[Stored data entries]
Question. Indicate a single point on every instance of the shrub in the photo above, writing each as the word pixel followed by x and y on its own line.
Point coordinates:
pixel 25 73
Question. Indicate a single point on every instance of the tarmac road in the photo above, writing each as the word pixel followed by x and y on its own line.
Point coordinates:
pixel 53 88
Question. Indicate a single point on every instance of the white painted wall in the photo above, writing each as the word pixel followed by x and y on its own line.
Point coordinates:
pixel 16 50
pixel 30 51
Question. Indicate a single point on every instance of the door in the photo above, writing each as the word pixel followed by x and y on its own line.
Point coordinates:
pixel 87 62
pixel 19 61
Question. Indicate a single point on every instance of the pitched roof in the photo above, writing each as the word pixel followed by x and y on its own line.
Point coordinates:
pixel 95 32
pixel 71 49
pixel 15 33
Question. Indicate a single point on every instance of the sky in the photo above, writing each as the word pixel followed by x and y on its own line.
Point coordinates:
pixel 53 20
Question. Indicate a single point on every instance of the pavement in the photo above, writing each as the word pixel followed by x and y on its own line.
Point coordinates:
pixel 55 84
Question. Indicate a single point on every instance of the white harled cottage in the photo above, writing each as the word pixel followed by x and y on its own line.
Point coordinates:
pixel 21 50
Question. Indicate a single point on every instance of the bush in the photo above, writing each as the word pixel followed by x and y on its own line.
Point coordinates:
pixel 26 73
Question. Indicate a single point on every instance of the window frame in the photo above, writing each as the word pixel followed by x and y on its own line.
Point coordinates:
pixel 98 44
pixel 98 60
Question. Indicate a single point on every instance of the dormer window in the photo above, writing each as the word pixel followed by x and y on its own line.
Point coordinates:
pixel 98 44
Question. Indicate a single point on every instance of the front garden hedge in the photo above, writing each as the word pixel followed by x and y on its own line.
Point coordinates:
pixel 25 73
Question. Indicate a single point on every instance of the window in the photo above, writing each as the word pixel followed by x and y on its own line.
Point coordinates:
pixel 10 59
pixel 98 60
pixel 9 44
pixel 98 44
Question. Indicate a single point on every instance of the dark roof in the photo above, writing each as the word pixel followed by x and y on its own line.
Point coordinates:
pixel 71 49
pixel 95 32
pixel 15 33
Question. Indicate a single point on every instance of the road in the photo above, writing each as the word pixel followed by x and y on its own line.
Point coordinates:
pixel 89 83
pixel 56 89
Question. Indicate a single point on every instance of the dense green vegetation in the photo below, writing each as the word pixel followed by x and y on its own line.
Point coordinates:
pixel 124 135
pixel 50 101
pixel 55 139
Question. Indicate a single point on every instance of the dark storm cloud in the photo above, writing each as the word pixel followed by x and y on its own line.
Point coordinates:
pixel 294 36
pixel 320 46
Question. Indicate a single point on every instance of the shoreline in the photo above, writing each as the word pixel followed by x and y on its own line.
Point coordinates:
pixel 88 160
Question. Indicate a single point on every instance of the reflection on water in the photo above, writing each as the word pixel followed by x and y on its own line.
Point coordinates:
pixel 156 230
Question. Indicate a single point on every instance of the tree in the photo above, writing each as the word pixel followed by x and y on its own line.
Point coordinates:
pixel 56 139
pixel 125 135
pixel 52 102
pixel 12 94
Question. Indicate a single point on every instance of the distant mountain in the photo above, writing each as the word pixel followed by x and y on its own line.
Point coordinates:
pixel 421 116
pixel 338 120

Exercise goal. Output all the lines of the entries above as a Markdown table with the columns Row and Text. Number the rows and skip any blank lines.

The completed task.
| Row | Text |
|---|---|
| 1 | Question. Indicate a single point on every instance of the shrub in the photo above, writing each as the word pixel followed by x and y on its own line. |
| 2 | Point coordinates: |
| 3 | pixel 25 73 |
| 4 | Question. Indicate a single point on every instance of the tarmac road in the photo above, writing each as the word pixel followed by x and y on its own line. |
| 5 | Point coordinates: |
| 6 | pixel 53 88 |
| 7 | Question. Indicate a single point on every instance of the white painted wall in the photo above, writing each as the word pixel followed by x and y on its own line. |
| 8 | Point coordinates: |
| 9 | pixel 16 50 |
| 10 | pixel 30 51 |
| 11 | Question. Indicate a single point on every instance of the door in the photo above, writing each as the word pixel followed by x and y on its own line. |
| 12 | Point coordinates: |
| 13 | pixel 87 62 |
| 14 | pixel 19 61 |
| 15 | Question. Indicate a single point on every instance of the pitched roof in the photo above, writing each as the word pixel followed by x and y on its own line. |
| 16 | Point coordinates: |
| 17 | pixel 95 32 |
| 18 | pixel 71 49 |
| 19 | pixel 15 33 |
| 20 | Question. Indicate a single point on every instance of the sky in the photo above, writing each as the word pixel followed by x and y on its own line. |
| 21 | Point coordinates: |
| 22 | pixel 53 20 |
| 23 | Question. Indicate a single point on every instance of the pavement in the photo above, writing each as the word pixel followed by x and y on its own line. |
| 24 | Point coordinates: |
| 25 | pixel 55 84 |
| 26 | Question. Indicate a single point on every instance of the white harled cottage in the photo above, writing each as the word pixel followed by x and y on its own line. |
| 27 | Point coordinates: |
| 28 | pixel 21 50 |
| 29 | Question. Indicate a single point on every instance of the bush in the photo above, writing each as the word pixel followed by x and y on its own line. |
| 30 | Point coordinates: |
| 31 | pixel 26 73 |
| 32 | Question. Indicate a single point on every instance of the window frame in the photo above, writing each as the word pixel followed by x and y on its own line. |
| 33 | Point coordinates: |
| 34 | pixel 98 44 |
| 35 | pixel 98 60 |
| 36 | Question. Indicate a single point on every instance of the dormer window in the photo above, writing each as the word pixel followed by x and y on its own line. |
| 37 | Point coordinates: |
| 38 | pixel 98 44 |
| 39 | Question. Indicate a single point on every instance of the front garden hedge in the photo above, writing each as the word pixel followed by x and y on its own line. |
| 40 | Point coordinates: |
| 41 | pixel 25 73 |
| 42 | Question. Indicate a single point on every instance of the window in the photo above, writing each as the word pixel followed by x and y on its own line. |
| 43 | Point coordinates: |
| 44 | pixel 10 59 |
| 45 | pixel 98 60 |
| 46 | pixel 9 44 |
| 47 | pixel 98 44 |
| 48 | Question. Indicate a single point on every instance of the dark roof in the photo above, writing each as the word pixel followed by x and y on its own line. |
| 49 | Point coordinates: |
| 50 | pixel 71 49 |
| 51 | pixel 95 32 |
| 52 | pixel 15 33 |
| 53 | Question. Indicate a single point on every instance of the road in the photo above, writing each as the word pixel followed by x and y on its own line. |
| 54 | Point coordinates: |
| 55 | pixel 89 83 |
| 56 | pixel 56 89 |
| 57 | Question. Indicate a single point on every instance of the dense green vegetation in the photo below, writing each as the word pixel followed by x and y on its own line. |
| 58 | Point coordinates: |
| 59 | pixel 124 135 |
| 60 | pixel 50 101 |
| 61 | pixel 55 139 |
| 62 | Question. Indicate a single point on every instance of the dark storm cloud in the photo above, writing each as the word pixel followed by x and y on its own line. |
| 63 | Point coordinates: |
| 64 | pixel 294 36 |
| 65 | pixel 320 46 |
| 66 | Question. Indicate a single point on every instance of the shoreline in the photo above, writing each as the word pixel followed by x and y on its own line. |
| 67 | Point coordinates: |
| 68 | pixel 88 160 |
| 69 | Question. Indicate a single point on every instance of the reflection on water in the photo above, writing each as the word pixel followed by x and y on its own line. |
| 70 | Point coordinates: |
| 71 | pixel 156 230 |
| 72 | Question. Indicate a single point on every instance of the tree in the photo above, writing each as the word pixel followed by x and y on its own line. |
| 73 | Point coordinates: |
| 74 | pixel 56 139 |
| 75 | pixel 125 135 |
| 76 | pixel 52 102 |
| 77 | pixel 12 94 |
| 78 | Question. Indicate a single point on every instance of the distant mountain in the photo above, writing each as the word pixel followed by x and y on its own line. |
| 79 | Point coordinates: |
| 80 | pixel 421 116 |
| 81 | pixel 338 120 |